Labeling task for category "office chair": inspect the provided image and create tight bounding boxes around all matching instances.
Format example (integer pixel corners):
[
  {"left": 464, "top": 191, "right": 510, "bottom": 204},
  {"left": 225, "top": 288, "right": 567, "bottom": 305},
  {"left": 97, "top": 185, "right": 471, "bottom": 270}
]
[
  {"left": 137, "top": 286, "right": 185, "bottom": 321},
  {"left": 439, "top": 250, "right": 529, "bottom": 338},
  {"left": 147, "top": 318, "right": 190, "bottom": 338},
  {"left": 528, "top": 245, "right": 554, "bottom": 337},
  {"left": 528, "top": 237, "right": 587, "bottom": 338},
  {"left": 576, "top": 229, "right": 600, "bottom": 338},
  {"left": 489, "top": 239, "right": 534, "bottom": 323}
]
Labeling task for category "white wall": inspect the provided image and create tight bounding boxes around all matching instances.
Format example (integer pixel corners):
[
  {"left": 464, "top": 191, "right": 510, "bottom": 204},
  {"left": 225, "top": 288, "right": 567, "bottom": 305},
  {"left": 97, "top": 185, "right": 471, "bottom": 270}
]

========================================

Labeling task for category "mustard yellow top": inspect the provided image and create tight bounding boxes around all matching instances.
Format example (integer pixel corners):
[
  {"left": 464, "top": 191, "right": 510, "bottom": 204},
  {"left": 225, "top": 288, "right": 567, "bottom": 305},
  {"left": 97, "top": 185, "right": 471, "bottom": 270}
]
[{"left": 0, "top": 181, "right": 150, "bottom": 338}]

========================================

• [Your instructions] What is the number of lines in the listing that include the word "instances"? Give the number and no other text.

• [Exercise result] 3